# TASK BRIEF:
Filter on the word "person": copy each matching line from the listing below.

# DATASET EXCERPTS:
Segment Open

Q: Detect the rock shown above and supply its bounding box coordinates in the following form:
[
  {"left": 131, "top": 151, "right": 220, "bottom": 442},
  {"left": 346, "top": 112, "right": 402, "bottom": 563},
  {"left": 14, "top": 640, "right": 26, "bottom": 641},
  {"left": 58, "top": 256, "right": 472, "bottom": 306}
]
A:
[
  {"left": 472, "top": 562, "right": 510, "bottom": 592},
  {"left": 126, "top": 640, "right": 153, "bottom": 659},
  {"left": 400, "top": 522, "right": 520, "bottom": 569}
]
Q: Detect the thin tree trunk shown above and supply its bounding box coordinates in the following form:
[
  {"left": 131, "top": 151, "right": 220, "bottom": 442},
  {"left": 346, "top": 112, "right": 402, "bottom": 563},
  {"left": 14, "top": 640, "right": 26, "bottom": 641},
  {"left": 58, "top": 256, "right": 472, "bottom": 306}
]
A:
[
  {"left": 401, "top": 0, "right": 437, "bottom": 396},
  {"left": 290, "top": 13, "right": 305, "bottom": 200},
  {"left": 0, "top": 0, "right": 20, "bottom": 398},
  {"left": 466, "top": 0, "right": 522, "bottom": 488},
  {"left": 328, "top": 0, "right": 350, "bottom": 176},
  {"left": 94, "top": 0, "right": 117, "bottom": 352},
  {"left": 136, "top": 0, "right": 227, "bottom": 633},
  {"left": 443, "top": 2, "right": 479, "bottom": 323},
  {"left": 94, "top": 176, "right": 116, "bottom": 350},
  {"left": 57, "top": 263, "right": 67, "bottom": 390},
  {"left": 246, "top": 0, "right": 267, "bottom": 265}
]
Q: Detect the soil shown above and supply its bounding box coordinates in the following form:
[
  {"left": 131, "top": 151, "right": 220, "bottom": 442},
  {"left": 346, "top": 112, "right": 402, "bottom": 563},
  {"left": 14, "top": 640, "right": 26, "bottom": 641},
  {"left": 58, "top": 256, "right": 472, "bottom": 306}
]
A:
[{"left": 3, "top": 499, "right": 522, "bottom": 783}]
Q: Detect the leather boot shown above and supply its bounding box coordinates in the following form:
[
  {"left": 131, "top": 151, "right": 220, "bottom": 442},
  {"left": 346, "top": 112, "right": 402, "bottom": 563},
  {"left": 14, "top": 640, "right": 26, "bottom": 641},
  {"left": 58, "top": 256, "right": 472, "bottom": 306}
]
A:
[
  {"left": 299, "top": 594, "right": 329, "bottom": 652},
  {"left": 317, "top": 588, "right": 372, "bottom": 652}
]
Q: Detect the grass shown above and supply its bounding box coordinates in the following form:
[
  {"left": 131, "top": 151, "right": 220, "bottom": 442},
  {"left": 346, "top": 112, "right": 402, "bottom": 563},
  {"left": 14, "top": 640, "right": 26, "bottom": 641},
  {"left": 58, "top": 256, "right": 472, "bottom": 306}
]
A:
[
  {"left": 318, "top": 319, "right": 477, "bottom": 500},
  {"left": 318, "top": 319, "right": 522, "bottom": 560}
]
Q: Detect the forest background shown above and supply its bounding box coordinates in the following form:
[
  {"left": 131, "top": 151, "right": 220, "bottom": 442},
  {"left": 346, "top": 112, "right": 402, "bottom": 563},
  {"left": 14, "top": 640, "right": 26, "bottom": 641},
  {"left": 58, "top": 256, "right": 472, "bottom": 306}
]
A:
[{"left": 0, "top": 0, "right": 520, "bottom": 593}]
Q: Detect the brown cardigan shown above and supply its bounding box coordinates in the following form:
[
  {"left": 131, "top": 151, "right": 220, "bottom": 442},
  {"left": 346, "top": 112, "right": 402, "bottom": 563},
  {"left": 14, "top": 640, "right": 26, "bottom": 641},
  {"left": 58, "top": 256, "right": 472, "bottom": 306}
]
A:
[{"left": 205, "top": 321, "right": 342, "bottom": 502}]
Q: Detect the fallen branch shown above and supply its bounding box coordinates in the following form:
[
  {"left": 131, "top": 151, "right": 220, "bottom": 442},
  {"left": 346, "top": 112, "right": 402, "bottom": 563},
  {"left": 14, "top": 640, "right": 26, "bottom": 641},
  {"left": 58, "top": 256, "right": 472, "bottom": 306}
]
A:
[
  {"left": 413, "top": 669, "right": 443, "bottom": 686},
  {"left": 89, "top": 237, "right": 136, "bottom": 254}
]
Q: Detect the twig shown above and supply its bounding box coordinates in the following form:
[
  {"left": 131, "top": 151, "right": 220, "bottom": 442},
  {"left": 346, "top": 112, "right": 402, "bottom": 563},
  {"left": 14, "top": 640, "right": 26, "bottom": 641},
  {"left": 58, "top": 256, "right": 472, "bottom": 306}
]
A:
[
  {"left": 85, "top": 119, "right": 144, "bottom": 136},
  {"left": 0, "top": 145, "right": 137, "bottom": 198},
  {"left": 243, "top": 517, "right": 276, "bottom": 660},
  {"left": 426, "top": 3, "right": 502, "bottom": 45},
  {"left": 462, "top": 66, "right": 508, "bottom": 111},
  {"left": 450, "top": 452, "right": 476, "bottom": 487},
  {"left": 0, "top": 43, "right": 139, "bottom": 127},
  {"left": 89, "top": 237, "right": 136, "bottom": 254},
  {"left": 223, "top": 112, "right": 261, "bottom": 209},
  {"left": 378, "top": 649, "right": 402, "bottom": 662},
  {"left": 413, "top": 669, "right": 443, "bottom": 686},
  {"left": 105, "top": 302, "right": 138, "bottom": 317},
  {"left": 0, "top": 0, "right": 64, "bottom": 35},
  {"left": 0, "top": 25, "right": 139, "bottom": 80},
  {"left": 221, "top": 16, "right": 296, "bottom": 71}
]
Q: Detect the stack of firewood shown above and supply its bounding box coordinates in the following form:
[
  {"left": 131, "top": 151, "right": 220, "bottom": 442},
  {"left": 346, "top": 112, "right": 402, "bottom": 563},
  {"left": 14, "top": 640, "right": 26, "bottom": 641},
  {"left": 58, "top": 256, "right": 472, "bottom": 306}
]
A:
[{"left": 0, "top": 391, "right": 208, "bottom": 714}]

Segment Closed
Segment Open

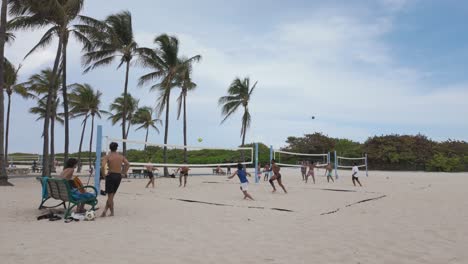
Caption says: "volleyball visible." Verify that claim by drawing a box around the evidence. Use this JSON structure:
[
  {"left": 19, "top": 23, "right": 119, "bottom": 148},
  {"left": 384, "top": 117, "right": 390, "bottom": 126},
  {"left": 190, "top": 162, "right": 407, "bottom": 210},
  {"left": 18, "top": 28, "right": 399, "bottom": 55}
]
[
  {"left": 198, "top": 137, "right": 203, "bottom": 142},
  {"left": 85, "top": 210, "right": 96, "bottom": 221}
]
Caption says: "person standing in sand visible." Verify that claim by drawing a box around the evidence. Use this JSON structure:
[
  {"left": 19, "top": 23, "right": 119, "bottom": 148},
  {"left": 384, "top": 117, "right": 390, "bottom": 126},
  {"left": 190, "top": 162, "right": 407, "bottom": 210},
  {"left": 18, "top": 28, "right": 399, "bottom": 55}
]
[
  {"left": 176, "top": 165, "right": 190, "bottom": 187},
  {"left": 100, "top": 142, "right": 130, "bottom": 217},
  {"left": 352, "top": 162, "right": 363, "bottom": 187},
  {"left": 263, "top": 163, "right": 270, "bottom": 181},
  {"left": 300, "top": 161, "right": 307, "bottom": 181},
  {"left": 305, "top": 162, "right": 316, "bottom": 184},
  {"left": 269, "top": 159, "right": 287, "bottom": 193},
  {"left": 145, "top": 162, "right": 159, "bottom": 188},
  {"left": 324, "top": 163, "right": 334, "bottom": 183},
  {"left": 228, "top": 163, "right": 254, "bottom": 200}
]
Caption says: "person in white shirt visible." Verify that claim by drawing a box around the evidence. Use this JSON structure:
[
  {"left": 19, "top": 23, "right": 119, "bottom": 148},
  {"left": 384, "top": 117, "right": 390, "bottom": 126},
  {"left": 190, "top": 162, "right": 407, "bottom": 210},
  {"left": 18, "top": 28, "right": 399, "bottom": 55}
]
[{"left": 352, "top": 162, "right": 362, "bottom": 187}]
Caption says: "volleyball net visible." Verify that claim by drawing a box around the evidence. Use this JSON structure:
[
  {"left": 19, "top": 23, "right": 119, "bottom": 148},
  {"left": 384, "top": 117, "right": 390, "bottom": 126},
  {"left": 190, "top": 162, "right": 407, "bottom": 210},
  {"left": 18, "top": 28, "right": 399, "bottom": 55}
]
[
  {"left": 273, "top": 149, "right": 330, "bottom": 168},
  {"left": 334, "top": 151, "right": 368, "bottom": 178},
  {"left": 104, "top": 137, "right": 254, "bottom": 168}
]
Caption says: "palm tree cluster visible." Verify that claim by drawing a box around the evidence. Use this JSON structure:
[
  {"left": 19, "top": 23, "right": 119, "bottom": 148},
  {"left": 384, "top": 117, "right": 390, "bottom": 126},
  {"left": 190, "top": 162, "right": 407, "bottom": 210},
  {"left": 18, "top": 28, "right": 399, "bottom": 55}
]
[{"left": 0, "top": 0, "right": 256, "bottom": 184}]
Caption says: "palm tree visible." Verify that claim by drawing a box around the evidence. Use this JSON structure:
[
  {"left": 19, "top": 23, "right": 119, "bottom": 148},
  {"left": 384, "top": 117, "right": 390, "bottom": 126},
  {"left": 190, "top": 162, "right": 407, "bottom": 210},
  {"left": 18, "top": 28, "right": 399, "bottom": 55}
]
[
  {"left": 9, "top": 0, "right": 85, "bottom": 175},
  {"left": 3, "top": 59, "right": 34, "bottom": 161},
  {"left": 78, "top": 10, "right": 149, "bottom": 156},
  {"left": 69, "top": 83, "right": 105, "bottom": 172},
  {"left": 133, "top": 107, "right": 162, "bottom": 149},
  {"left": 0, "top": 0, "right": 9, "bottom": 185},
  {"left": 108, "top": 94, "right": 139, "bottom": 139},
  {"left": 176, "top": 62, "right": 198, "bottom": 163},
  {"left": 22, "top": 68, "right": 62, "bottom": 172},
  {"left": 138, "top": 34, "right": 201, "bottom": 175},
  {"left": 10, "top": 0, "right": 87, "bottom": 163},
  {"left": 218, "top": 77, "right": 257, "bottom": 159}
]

Segment Closed

# SOLUTION FOR THIS EXERCISE:
Caption says: "person standing in sand visible." Verify that claim by drawing a box around the evidence. Use this JSON structure:
Caption says: "person in white shirt visible." Verify that claim by drawing a box around the evidence. Use this JSON structure:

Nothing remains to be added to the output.